• **Aim**
Return nothing but the lines from the line containing "Point out the sequinned dress in this photo." through the last line of the records, reproduced exactly.
--- start of Excerpted data ---
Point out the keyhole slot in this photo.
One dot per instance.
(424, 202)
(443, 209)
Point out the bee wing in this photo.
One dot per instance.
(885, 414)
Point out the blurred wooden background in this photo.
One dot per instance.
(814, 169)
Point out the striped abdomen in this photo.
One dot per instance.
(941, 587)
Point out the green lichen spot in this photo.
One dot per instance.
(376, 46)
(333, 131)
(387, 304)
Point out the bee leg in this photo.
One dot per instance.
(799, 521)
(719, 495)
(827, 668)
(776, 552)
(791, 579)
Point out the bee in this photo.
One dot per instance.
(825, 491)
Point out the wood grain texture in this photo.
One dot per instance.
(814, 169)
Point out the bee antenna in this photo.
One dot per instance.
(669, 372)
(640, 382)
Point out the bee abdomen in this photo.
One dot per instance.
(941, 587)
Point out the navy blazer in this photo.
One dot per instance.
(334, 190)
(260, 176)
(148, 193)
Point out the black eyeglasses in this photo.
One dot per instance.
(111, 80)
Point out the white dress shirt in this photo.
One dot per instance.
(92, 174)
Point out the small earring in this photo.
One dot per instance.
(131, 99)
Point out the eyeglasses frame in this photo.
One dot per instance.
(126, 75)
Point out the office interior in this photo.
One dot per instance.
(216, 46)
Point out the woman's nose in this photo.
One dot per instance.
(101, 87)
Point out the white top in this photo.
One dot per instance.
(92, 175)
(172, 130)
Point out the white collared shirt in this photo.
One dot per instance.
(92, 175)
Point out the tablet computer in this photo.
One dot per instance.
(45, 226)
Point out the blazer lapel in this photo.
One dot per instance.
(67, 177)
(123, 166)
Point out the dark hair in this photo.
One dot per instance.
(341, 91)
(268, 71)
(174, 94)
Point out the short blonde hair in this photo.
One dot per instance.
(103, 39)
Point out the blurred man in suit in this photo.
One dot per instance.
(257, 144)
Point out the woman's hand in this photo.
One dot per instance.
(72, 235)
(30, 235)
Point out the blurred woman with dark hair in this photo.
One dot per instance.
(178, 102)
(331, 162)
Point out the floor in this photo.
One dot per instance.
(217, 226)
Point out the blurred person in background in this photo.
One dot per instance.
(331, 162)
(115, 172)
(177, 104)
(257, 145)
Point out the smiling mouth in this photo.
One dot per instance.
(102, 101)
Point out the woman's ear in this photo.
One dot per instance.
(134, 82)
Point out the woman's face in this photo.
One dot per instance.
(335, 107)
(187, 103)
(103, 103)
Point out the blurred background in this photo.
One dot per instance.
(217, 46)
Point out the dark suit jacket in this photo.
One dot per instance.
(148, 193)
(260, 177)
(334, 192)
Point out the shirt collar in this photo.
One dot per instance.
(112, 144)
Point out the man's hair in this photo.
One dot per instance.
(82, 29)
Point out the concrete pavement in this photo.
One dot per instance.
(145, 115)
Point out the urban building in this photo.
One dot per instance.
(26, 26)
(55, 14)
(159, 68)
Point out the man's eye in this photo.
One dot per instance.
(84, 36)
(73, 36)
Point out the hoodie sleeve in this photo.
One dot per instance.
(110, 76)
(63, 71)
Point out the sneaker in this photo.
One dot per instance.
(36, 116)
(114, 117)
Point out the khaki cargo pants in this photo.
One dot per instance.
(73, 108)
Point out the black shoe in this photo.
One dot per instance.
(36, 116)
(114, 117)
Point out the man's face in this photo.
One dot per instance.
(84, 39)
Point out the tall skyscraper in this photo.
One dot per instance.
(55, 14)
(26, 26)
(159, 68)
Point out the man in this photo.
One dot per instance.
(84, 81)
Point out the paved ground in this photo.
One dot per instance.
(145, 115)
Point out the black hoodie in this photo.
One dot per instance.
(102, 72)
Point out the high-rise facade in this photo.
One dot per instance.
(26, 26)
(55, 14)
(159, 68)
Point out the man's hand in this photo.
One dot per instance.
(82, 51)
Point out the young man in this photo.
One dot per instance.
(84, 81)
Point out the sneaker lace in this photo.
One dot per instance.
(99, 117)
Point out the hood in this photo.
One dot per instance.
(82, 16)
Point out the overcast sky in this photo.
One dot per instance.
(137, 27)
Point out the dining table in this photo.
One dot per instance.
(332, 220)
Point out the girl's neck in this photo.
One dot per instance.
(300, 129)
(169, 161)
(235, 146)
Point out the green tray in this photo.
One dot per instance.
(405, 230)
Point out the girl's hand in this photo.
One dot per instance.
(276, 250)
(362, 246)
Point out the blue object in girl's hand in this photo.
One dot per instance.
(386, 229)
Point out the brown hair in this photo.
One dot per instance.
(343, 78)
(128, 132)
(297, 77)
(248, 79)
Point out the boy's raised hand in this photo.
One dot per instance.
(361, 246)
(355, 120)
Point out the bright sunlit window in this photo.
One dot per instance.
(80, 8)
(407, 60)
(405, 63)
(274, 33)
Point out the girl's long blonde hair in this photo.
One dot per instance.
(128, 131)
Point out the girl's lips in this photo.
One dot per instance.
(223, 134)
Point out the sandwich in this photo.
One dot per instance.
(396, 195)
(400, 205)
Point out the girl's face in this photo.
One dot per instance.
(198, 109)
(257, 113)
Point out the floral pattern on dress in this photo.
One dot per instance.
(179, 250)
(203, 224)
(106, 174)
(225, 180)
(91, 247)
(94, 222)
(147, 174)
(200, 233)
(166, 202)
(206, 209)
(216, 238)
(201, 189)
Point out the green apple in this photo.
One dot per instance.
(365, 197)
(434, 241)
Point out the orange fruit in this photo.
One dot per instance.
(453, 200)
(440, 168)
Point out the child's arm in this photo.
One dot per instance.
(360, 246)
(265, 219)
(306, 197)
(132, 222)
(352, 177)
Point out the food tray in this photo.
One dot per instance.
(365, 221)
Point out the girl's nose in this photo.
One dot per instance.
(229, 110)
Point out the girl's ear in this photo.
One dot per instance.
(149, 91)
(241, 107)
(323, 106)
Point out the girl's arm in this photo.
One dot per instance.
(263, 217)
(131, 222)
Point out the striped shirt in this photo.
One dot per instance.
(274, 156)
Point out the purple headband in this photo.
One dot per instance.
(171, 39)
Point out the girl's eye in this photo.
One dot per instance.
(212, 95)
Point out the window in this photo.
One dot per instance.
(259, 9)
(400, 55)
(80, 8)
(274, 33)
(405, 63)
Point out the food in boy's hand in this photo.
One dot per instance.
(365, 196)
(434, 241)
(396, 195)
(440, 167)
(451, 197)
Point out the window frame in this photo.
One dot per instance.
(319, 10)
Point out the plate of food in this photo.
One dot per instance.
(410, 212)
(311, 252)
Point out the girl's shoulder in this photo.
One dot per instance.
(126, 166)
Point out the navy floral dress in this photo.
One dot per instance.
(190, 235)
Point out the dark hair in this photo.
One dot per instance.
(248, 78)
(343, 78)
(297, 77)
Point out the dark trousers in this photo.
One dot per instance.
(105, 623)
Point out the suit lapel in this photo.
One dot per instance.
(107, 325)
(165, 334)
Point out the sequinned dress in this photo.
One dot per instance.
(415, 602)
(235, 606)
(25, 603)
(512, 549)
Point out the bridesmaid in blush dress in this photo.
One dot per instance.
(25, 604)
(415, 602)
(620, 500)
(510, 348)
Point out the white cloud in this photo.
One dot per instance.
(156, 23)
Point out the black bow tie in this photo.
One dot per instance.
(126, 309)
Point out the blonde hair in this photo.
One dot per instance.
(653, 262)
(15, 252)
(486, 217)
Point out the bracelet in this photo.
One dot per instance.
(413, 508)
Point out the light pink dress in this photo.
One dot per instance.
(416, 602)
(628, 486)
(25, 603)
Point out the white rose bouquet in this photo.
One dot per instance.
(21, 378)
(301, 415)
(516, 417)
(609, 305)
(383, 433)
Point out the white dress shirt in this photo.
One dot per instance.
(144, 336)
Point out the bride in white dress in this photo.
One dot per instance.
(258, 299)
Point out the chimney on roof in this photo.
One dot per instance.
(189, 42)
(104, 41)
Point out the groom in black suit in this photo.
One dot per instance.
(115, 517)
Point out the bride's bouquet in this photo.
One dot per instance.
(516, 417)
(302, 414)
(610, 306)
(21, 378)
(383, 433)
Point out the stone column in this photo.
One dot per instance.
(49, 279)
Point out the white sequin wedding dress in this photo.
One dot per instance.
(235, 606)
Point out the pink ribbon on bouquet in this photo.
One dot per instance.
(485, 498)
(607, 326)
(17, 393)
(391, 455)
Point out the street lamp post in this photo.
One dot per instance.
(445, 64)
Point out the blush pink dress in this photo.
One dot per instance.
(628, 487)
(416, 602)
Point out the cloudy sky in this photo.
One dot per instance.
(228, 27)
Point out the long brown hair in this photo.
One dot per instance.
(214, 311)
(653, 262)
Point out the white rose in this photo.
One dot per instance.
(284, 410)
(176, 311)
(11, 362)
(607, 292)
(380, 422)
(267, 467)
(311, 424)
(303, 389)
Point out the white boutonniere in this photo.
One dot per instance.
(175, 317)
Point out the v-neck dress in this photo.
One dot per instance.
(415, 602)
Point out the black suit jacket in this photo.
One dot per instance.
--- end of Excerpted data ---
• **Solution for this task**
Point out the sequinned dress in this photo.
One dot per instance.
(415, 602)
(235, 606)
(25, 603)
(512, 549)
Point out the bridesmaid in blush dress in this photo.
One dot per instance.
(25, 604)
(415, 602)
(620, 500)
(510, 348)
Point out the white cloud in this photo.
One dot per instance.
(156, 23)
Point out the black bow tie in this photo.
One dot per instance.
(126, 309)
Point out the blonde hair in this photo.
One dot per instance.
(653, 262)
(15, 252)
(486, 217)
Point out the bracelet in this photo.
One dot per instance.
(413, 508)
Point out the light pink dress in this photo.
One dot per instance.
(416, 602)
(628, 486)
(25, 603)
Point out the white rose bouquet in this photo.
One dot per instance.
(21, 378)
(301, 415)
(516, 417)
(609, 305)
(383, 433)
Point out the white dress shirt in this photo.
One dot per instance.
(144, 336)
Point out the bride in white dress in this photo.
One dot per instance.
(258, 299)
Point out the chimney on roof in this photo.
One dot per instance.
(189, 42)
(104, 41)
Point out the groom in black suit in this photo.
One dot per instance.
(115, 517)
Point out the bride's bouquet in this photo.
One dot per instance.
(516, 417)
(302, 414)
(610, 306)
(21, 378)
(383, 433)
Point out the stone column in this photo.
One dot per instance.
(49, 279)
Point out the white sequin wedding dress in this photo.
One dot per instance.
(235, 606)
Point out the pink ribbon on bouquet in this photo.
One dot per instance.
(485, 498)
(607, 326)
(17, 393)
(391, 455)
Point out the street lamp post in this photo.
One dot per instance.
(445, 64)
Point out the blush pink dress in this photo.
One dot per instance.
(628, 487)
(416, 602)
Point out the cloudy sky in this photo.
One dot per instance.
(228, 27)
Point out the long brown hair in this photo.
One dot per instance.
(214, 311)
(653, 262)
Point out the white rose in this photo.
One dot per instance.
(284, 410)
(176, 311)
(11, 362)
(607, 292)
(380, 422)
(267, 467)
(311, 424)
(303, 389)
Point out the white boutonniere in this photo.
One dot per instance.
(175, 317)
Point out the v-neck dress in this photo.
One dot per instance.
(415, 602)
Point out the black suit jacket in this photo.
One dot per instance.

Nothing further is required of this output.